**Ausgangstext**

▬▬▬

Wir wollen Bus fahren. Warum uns keiner mitnimmt, obwohl wir an einer Bushaltestelle stehen und jedem Bus zuwinken wie Schiffbrüchige einem Ozeanriesen, werden wir nie erfahren. Und so enden wir wieder mal bei UBER. Diesmal fährt uns Saipradeep, ein Inder. Er lebt seit sechs Jahren in Australien, lernt Deutsch und will nach Deutschland, um dort zu heiraten. Die Deutschkurse sind teuer und er will wissen, wie lange es dauert, bis er die Sprache kann.

Als wir uns am Ziel mit „Auf Wiedersehen“ verabschieden und er uns anschaut, als hätte er „Bahnhof“ verstanden, befürchten wir, dass Saipradeep Deutschland erreichen wird, wenn er sein heiratsfähiges Alter bereits um mindestens 20 Jahre hinter sich haben wird.

Port Adelaide hat vor allem eines zu bieten: einen alten Charme, der noch immer durch die Gründerarchitektur bestimmt ist. Hinzu kommt die Meeresnähe, von der ein frischer Wind für ein angenehmes Klima sorgt. Wir wollen zum Strand. Der ist nur einen Zentimeter weit entfernt: auf dem Handy-Display. Im Originalmaßstab ist es etwas mehr. Nach 2 km Fussmarsch bei wolkenlosem Himmel und angenehmen 22 Grad, beschließt die Frau des Hauses, dass sie doch keinen Strand sehen will. Viel lieber möchte sie jetzt sofort in der zur Touristenattraktion ausgebauten Halle stehen, mit den vielen Ständen, die sinnloses - meist in Asien hergestelltes - Zeug verkaufen.

▬▬▬

**Aufgaben**
a) Nenne alle geografischen Namen, die im Reisebericht über Port Adelaide vorkommen.
b) Nimm den Reisebericht über Port Adelaide nach seinem letzten Satz wieder auf und führe ihn weiter.

**Bereitgestellte Daten**
▬▬▬

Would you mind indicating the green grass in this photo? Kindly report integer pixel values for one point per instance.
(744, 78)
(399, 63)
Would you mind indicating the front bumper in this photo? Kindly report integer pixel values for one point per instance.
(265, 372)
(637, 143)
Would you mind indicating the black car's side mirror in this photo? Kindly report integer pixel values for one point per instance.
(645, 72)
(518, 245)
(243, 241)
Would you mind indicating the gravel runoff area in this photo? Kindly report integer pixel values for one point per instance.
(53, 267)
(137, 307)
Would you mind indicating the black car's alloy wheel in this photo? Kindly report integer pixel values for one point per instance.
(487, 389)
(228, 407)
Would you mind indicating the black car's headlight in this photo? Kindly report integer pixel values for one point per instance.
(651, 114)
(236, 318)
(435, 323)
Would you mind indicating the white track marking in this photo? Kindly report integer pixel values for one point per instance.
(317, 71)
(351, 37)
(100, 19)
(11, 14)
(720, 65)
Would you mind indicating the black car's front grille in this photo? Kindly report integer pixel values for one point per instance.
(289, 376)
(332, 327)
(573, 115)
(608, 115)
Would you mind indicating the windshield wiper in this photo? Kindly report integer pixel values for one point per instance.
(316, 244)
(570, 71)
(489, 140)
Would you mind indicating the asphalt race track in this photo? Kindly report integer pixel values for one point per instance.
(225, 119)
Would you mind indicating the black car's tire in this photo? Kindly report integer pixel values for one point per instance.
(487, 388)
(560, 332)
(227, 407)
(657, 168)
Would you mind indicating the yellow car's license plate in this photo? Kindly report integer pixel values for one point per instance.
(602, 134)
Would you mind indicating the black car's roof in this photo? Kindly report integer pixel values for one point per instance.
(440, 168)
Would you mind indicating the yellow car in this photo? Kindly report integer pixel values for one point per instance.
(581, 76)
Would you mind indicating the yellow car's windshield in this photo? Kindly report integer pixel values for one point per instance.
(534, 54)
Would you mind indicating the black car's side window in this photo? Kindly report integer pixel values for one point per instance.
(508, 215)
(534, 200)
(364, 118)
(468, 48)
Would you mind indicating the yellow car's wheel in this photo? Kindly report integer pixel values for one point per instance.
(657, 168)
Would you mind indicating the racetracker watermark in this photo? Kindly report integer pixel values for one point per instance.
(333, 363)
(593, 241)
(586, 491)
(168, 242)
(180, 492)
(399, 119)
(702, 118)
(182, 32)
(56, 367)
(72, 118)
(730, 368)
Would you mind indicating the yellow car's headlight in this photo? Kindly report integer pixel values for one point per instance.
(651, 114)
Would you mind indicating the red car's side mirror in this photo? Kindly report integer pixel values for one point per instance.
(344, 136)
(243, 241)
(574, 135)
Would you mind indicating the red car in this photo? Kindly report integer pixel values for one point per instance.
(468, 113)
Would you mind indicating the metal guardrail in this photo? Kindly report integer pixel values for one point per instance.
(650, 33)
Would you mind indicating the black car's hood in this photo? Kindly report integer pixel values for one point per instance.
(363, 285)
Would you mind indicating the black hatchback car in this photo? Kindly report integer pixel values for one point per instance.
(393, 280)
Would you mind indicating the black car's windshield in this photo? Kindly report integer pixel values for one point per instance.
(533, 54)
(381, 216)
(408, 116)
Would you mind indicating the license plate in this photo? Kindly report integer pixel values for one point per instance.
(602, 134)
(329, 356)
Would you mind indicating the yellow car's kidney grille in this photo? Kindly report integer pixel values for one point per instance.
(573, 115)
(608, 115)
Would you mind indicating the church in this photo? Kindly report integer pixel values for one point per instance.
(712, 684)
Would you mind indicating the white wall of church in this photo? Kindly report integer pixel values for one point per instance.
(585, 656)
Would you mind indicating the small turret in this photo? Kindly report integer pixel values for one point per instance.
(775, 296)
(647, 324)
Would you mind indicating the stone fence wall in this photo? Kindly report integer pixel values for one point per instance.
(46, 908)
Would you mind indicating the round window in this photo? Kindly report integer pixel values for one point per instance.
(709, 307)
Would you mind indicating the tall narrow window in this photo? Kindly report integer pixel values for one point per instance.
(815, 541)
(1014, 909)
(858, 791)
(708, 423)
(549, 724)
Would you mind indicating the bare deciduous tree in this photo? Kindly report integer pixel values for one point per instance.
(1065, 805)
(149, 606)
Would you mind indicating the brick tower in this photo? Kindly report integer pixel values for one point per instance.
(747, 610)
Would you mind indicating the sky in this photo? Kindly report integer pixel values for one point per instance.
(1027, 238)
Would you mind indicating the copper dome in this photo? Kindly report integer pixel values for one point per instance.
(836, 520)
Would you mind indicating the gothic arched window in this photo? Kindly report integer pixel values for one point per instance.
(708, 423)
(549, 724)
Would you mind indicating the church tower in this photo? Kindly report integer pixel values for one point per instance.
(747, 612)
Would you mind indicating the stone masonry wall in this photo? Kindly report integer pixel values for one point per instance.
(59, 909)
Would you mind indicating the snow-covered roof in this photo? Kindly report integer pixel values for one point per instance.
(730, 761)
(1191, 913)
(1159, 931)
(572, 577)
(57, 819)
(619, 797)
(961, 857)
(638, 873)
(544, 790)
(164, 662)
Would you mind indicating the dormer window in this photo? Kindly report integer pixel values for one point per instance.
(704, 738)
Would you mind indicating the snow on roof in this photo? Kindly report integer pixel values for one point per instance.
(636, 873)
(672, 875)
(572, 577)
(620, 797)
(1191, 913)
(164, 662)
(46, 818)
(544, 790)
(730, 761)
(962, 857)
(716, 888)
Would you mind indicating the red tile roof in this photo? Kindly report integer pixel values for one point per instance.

▬▬▬

**Lösungen**
a) Australien, Deutschland, Port Adelaide, Asien

b)
Die Kolonne macht kehrt. Um der Abwechslung und allgemeinen Bildung wegen, variiert der Reiseleiter den Rückweg. Dies erklärt er wie immer liebevoll und geduldig seiner Begleitung. Auch wie immer, hört sie nicht hin oder versteht nicht, was ihr Mann sagt.

Die alternative Route ist weder malerisch noch anderswie richtig schön (aber mal was anderes). Einige Teilnehmer der Reisegruppe verfallen in altbekannte Verhaltensmuster.

Die Schritte der kleinen rothaarigen Frau werden trippelnder, die Besserwissereien penetranter und die Scheidungsandrohungen lauter.

Der Reiseleiter kennt das alles schon. Mit blumigen Worten und in den leuchtenden Farben beschreibt er die Marketenderwaren, die in einer überdimensionierten Halle ganz allein auf die Gemahlin warten und die man an Ort und Stelle gleich in Überseecontainer verpacken und gen Heimat schicken kann.

Diese paradiesischen Aussichten halten die Frau davon ab, sich einfach fallen zu lassen. Sie schleppt sich ins Ziel und kann das Schild mit den Öffnungszeiten nur noch verschwommen erkennen. Mit einem Hauch von ehrlicher Anteilnahme liest der Gemahl vor: Geöffnet Sonntags und Montags. Und an Feiertagen.

Heute ist Mittwoch. Stinknormaler Arbeitstag.

Die ansonsten energische Frau kehrt schweigsam in sich. Der Gatte ist besorgt.

Die Rettung bringt ein nahegelegenes Einkaufszentrum.

Wie jedesmal, wenn die Rote in den Tiefen unergründlicher Regalreihen verschwindet, fragt sich der Gemahl, wie lange es diesmal dauern wird und ob das vielleicht sein letzter Blick auf die Angetraute war. Er packt seinen mobilen ebook Reader aus. Wie viele lehrreiche und unterhaltsame Stunden wurden ihm schon beschert, in denen er Weltliteratur studieren oder Fremdsprachen lernen konnte, während er tagelang, zwischen an Fahrradständen angeleinten und verlassenen Hunden, wartete. Vielleicht sollte er die Zeit zukünftig nutzen, um ein Musikinstrument zu erlernen.

Noch vor Sonnenuntergang kommt die Frau wieder. Mit leeren Händen. Mittelmässig schlecht gelaunt. Sie hat nichts gefunden. Der Tag endet dennoch nicht in einer Katastrophe. Ein Pharmaziegeschäft (zu deutsch Drogerie), so groß wie IKEA in Spandau, bringt endlich Erlösung. Mit einer Packung Papiertücher und 5 Wattestäbchen für die Ohren, verlässt die Frau überglücklich den Laden.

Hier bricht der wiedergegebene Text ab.